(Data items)
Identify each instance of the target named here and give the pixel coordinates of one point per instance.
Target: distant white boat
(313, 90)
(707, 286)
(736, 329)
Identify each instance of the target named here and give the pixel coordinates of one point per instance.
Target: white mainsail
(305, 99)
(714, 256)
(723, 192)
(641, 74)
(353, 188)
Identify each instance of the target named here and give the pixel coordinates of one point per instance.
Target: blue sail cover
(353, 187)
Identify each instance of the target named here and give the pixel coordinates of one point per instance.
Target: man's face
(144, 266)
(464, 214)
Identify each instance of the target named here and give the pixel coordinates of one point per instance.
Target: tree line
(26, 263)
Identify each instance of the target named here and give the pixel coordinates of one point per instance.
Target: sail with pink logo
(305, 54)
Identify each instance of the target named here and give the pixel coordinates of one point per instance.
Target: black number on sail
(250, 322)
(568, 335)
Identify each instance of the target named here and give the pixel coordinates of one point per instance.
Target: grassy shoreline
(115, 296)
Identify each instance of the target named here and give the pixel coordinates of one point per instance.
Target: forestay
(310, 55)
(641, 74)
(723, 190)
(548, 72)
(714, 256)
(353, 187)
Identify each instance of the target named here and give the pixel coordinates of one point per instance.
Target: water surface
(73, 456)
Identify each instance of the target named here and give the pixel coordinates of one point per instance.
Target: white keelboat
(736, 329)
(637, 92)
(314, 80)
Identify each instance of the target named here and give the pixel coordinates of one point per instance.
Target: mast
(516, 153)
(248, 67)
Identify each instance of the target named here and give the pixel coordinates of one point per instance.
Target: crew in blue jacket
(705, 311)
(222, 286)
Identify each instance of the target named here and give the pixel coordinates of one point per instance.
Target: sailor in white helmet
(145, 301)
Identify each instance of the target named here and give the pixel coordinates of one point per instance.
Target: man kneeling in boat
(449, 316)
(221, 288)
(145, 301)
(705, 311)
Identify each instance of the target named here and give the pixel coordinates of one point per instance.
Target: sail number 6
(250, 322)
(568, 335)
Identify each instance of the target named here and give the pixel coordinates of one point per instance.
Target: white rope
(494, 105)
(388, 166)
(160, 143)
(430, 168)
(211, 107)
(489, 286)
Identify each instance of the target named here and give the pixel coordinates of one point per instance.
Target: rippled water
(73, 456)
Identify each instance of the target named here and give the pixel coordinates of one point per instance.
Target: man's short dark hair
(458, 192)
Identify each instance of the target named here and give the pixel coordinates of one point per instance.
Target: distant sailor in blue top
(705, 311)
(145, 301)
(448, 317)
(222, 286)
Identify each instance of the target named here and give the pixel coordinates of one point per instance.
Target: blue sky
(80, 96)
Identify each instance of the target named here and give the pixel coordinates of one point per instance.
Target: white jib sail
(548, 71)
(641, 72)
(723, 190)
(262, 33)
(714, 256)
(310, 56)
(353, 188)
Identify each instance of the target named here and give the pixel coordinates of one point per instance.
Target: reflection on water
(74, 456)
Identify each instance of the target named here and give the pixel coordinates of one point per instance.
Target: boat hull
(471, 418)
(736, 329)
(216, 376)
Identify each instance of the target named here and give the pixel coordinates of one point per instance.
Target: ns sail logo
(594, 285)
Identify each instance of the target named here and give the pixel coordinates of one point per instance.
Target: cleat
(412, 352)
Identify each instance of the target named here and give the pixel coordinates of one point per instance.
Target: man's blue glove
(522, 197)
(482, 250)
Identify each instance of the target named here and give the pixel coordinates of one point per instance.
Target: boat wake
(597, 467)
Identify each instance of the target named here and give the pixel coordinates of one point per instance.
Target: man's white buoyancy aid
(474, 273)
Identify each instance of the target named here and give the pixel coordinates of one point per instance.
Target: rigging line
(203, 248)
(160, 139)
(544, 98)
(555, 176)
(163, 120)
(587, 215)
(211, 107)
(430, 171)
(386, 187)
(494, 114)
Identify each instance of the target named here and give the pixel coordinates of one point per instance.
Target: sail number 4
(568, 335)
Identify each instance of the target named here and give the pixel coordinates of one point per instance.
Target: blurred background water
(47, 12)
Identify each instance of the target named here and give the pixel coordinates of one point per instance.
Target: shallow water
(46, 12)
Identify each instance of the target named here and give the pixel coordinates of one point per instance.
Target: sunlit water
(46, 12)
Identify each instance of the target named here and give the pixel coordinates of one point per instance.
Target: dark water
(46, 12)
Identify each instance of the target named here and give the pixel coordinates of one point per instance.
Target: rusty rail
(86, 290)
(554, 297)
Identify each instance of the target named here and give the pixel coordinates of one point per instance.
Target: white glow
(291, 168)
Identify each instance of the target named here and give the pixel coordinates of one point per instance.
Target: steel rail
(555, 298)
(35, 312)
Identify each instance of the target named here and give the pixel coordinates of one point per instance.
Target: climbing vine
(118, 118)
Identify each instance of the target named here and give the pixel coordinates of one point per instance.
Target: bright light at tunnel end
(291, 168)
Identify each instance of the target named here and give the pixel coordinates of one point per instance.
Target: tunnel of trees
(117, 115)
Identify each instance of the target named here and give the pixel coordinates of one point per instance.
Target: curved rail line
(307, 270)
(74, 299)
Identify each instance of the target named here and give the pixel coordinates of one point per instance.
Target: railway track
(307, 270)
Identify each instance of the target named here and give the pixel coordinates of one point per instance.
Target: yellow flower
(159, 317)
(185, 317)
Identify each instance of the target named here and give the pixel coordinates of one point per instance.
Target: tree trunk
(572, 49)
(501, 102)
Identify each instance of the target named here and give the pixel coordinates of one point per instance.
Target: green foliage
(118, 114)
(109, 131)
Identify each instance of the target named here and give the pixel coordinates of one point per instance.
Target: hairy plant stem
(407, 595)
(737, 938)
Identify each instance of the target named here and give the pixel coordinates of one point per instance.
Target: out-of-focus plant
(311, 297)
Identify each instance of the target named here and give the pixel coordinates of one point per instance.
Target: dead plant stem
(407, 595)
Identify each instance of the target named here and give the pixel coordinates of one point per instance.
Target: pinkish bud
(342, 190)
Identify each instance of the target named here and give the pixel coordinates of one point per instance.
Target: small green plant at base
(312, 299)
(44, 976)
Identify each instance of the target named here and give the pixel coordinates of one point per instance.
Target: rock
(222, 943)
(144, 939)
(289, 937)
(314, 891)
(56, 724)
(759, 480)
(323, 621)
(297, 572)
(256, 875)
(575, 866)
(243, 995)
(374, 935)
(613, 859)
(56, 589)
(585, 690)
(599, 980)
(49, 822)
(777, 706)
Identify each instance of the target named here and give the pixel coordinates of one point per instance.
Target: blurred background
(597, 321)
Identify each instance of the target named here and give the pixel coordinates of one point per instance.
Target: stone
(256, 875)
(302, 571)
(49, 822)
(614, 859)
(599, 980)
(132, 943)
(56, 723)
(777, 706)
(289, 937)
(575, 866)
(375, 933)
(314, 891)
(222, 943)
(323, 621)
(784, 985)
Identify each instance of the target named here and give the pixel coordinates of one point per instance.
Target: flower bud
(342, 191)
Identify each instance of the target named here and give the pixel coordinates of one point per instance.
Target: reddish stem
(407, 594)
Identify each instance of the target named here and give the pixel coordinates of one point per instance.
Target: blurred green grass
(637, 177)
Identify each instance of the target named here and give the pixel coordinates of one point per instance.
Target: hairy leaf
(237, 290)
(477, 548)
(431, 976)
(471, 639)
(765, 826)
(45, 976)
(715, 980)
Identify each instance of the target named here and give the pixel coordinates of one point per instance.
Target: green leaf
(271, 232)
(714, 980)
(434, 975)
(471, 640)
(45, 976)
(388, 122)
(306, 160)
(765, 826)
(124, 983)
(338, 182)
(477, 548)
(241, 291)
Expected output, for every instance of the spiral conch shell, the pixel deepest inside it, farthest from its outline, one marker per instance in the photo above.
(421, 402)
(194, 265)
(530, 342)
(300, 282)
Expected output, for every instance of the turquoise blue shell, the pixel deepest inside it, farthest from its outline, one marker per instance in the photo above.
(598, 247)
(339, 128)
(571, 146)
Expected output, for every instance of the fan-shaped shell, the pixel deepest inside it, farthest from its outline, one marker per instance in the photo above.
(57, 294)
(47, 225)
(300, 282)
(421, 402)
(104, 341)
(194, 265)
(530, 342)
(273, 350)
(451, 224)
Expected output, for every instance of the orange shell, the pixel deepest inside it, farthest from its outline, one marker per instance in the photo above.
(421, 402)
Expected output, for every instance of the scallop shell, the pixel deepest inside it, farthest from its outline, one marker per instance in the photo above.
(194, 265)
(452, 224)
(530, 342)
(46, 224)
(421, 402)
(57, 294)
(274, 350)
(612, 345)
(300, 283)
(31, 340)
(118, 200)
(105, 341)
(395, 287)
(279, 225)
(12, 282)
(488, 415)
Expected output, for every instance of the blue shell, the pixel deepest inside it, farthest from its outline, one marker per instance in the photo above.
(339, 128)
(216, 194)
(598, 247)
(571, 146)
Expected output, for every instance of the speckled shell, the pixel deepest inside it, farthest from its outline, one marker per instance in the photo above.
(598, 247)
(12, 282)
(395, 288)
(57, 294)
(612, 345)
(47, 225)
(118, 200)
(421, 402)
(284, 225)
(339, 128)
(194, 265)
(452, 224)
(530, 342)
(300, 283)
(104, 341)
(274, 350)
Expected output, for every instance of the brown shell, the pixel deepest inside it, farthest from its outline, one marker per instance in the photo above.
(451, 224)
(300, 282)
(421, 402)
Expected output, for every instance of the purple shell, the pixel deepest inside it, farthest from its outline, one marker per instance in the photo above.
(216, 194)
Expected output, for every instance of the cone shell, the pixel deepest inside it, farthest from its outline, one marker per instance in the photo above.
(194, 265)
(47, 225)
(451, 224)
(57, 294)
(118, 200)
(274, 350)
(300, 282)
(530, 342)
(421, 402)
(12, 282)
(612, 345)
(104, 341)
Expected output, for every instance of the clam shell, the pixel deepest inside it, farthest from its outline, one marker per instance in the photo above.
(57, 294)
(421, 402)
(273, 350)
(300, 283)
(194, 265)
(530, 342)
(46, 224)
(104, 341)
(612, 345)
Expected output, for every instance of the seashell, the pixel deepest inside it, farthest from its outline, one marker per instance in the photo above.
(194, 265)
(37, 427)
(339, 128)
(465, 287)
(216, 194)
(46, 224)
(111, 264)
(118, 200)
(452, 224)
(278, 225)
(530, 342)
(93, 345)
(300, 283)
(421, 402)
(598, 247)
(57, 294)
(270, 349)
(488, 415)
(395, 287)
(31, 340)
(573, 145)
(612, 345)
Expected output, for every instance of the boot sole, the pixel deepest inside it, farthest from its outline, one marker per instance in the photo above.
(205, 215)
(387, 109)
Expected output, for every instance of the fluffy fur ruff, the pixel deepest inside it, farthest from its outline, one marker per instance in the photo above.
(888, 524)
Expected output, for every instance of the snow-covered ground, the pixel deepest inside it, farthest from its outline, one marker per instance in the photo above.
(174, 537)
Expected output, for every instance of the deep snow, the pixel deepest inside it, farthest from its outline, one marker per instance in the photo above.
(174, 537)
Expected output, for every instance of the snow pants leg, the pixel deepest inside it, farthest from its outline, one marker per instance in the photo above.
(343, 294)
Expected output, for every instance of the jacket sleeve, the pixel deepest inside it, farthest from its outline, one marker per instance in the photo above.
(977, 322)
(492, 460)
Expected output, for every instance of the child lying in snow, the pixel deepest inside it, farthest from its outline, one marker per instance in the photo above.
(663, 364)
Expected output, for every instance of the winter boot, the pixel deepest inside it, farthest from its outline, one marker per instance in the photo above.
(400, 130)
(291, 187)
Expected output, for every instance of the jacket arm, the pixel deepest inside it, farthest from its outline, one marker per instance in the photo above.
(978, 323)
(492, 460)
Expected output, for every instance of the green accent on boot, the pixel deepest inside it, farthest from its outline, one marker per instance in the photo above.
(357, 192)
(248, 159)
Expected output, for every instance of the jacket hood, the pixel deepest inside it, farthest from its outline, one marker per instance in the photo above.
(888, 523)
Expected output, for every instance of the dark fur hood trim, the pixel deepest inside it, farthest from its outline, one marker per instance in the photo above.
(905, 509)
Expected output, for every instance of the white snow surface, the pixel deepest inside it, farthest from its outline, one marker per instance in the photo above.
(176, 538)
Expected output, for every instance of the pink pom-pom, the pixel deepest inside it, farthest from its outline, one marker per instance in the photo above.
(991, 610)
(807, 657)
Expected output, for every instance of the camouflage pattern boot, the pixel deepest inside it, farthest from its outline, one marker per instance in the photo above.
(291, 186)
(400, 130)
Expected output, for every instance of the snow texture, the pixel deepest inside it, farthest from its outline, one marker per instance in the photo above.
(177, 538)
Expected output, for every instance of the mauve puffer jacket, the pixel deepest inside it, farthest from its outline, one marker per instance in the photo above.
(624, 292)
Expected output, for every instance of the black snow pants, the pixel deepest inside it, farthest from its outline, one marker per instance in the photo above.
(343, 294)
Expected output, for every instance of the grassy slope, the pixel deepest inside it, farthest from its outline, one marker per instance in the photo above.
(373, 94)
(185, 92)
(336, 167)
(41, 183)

# [Task instructions]
Copy exactly the line containing "Expected output, for every instance of the grassy" and every line after it, ending with the last line of the records above.

# [Task output]
Expected output, for every instance of the grassy slope, the pixel deepest inside it, farthest from its outline, one marker per instance in the photo above.
(373, 94)
(185, 92)
(336, 167)
(41, 183)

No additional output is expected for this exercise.